Task to complete:
Show each line of the entries below that contains the word "shirt". Case counts.

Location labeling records

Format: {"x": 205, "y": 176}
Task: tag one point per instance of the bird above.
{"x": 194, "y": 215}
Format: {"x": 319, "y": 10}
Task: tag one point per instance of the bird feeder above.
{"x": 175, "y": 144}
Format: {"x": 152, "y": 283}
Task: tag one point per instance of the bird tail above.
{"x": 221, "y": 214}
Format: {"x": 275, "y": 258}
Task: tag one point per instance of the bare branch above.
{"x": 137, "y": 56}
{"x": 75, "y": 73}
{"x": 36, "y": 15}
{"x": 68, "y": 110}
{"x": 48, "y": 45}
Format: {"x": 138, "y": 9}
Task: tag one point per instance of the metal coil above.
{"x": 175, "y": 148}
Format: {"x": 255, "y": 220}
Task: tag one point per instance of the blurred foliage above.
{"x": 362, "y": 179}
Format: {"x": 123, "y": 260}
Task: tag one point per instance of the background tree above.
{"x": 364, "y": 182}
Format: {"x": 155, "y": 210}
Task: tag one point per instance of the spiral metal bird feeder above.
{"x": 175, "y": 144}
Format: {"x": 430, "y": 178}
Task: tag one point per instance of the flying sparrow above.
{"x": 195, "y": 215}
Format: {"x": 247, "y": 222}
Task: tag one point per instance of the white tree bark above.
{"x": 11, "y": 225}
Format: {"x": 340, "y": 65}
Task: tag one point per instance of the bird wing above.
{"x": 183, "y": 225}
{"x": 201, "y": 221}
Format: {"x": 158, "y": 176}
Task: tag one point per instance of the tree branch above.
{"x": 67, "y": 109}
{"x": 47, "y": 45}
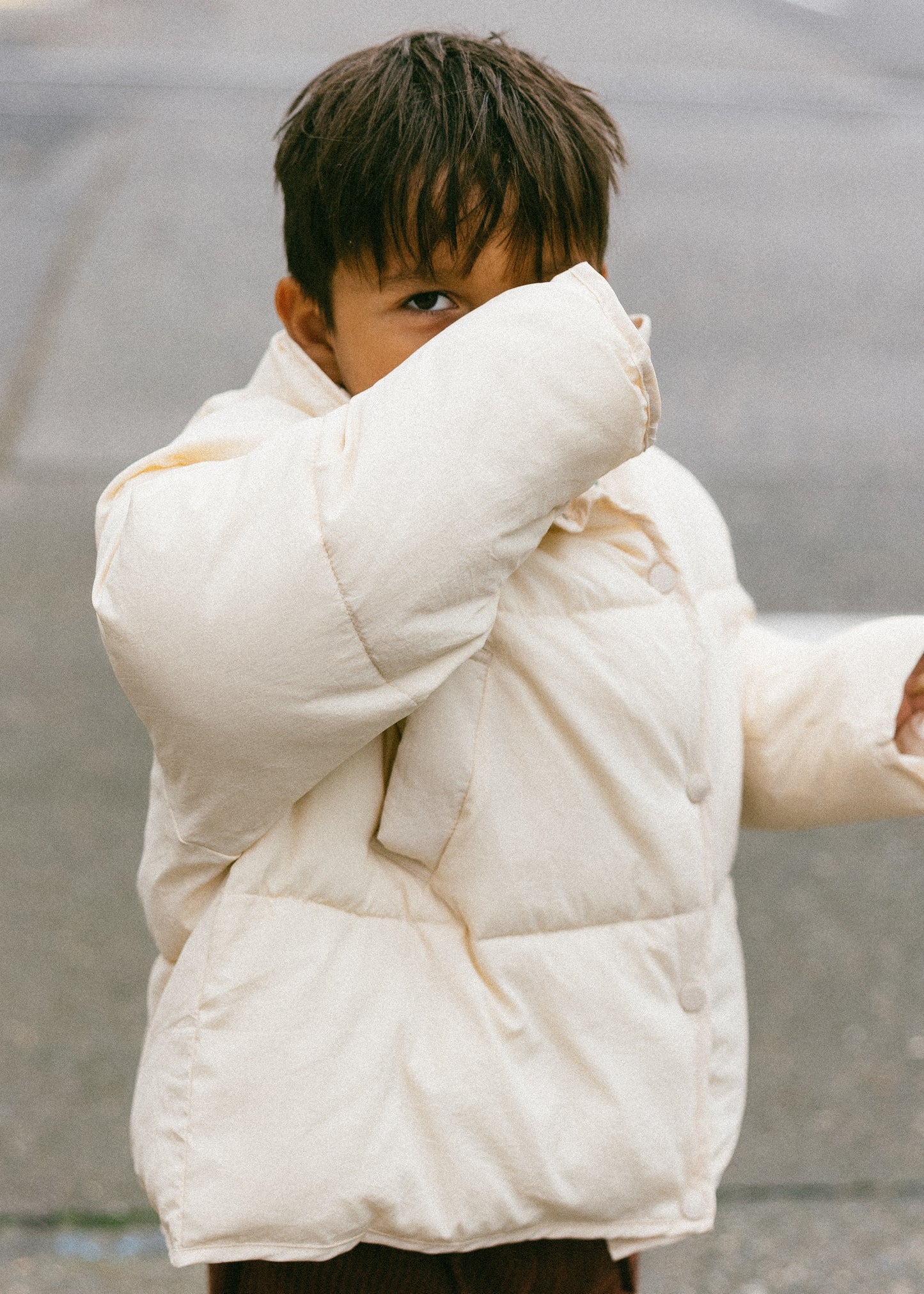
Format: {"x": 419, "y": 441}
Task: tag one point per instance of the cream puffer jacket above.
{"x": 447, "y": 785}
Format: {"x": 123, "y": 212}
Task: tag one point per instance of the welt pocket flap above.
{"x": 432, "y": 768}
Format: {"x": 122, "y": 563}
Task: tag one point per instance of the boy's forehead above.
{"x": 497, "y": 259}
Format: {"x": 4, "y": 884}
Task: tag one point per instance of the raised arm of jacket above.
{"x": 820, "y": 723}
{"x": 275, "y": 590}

--

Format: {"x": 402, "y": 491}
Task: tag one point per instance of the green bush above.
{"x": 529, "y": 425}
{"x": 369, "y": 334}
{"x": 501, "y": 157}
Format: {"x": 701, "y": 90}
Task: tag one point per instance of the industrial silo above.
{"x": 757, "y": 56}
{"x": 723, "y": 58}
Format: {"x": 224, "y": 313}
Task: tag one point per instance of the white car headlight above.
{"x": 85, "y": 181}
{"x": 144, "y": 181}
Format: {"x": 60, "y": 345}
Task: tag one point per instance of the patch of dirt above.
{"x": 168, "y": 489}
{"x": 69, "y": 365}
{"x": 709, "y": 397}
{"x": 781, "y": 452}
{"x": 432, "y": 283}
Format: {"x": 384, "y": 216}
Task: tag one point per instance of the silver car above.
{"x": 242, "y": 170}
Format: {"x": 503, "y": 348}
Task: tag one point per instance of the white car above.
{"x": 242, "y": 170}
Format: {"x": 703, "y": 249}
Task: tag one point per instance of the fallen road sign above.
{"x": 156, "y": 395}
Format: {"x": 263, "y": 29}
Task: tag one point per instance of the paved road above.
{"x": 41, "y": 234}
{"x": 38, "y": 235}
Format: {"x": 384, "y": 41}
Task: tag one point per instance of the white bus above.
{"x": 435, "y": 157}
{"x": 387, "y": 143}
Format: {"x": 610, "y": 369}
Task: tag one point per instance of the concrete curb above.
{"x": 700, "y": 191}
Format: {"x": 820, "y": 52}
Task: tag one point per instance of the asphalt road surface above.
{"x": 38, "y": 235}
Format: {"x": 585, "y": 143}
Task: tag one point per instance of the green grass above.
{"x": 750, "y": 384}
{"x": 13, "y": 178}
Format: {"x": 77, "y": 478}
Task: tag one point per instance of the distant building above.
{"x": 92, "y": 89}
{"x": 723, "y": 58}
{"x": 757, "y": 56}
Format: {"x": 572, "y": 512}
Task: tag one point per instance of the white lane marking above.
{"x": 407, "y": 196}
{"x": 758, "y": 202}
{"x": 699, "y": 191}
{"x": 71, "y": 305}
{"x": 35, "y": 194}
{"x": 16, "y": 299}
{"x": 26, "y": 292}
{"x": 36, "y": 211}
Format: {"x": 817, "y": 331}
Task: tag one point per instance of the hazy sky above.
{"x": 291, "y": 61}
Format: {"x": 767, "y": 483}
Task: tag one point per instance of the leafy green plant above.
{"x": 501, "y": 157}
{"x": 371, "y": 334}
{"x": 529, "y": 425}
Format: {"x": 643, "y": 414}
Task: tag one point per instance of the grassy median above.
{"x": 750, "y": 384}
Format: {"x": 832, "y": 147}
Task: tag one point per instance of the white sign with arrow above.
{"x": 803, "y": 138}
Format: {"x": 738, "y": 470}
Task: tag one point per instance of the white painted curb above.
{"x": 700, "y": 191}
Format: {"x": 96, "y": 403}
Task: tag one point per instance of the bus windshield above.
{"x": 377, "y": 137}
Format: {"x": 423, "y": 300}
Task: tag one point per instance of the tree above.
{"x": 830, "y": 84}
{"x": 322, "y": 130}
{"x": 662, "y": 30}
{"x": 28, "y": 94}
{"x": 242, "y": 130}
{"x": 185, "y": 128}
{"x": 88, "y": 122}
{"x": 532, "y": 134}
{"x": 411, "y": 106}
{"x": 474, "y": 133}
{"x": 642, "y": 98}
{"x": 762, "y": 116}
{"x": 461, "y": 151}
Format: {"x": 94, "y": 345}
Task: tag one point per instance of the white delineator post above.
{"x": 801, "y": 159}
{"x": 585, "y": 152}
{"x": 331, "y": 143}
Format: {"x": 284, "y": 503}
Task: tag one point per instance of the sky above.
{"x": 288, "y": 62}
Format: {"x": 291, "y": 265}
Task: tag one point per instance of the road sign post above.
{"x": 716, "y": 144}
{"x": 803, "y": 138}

---

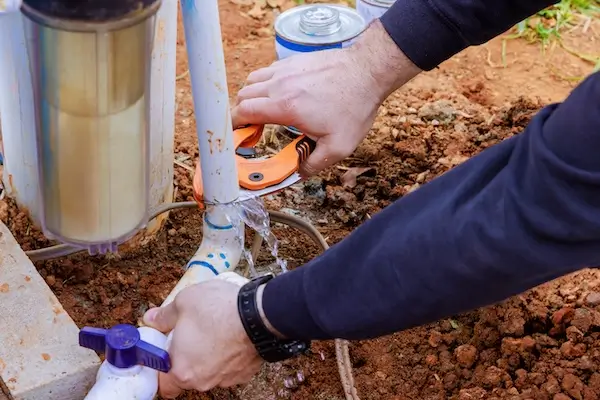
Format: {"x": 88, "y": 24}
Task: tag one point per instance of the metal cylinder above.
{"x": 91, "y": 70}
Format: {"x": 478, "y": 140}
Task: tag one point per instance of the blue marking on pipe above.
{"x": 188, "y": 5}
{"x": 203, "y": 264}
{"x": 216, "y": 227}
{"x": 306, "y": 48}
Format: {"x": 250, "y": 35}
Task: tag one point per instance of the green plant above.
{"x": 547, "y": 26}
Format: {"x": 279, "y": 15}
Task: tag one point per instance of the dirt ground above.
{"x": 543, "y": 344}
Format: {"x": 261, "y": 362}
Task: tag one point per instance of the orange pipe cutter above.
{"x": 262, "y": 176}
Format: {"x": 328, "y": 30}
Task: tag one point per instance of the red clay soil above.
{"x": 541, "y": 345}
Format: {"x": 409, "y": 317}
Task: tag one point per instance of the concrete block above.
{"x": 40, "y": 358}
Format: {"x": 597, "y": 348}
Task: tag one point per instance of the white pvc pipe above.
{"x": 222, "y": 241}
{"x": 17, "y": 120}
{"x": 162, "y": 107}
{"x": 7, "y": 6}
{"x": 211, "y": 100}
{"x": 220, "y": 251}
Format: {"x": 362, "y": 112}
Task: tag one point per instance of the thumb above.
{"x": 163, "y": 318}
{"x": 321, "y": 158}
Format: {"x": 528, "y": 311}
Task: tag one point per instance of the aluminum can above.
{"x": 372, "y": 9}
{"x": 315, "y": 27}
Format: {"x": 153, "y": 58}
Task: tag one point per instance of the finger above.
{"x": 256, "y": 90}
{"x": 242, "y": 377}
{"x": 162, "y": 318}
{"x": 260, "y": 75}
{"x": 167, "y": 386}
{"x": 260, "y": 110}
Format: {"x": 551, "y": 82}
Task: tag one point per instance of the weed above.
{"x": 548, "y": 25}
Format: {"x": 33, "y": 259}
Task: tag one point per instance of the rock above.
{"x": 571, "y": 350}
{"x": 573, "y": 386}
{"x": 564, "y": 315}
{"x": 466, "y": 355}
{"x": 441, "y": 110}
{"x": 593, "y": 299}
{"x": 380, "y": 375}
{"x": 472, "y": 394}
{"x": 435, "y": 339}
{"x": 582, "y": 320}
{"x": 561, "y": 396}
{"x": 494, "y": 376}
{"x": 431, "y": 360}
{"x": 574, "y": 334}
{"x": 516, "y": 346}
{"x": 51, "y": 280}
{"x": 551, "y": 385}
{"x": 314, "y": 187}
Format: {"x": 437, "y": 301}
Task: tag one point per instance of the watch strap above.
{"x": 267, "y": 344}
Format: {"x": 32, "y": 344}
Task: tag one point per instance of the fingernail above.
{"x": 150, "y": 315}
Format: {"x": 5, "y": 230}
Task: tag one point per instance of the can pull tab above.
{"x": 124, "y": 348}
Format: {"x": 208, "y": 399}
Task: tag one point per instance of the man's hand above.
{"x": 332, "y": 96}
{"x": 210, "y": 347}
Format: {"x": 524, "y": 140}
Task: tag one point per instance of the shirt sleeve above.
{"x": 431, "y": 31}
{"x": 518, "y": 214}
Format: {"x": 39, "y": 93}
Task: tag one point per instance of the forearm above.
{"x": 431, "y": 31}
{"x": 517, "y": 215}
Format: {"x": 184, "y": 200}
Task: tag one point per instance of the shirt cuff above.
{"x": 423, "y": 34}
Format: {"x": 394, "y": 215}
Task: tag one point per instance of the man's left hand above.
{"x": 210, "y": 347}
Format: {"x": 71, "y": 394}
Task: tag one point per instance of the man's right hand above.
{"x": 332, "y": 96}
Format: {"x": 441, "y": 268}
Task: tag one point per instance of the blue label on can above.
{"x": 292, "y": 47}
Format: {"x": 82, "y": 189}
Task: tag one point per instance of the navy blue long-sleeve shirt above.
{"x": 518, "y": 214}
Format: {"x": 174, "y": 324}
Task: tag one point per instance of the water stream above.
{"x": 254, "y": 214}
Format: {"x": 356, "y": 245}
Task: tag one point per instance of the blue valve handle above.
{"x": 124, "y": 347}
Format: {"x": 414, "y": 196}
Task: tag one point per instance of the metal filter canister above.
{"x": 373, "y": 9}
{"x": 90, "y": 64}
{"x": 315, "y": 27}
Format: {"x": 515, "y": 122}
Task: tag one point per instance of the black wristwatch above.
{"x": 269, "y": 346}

Response for this exercise:
Task: tag one point per instance of the shirt sleeve above.
Task: tag one point per instance of the shirt cuff above.
Task: tag one point per instance of the navy blue long-sleeve shirt above.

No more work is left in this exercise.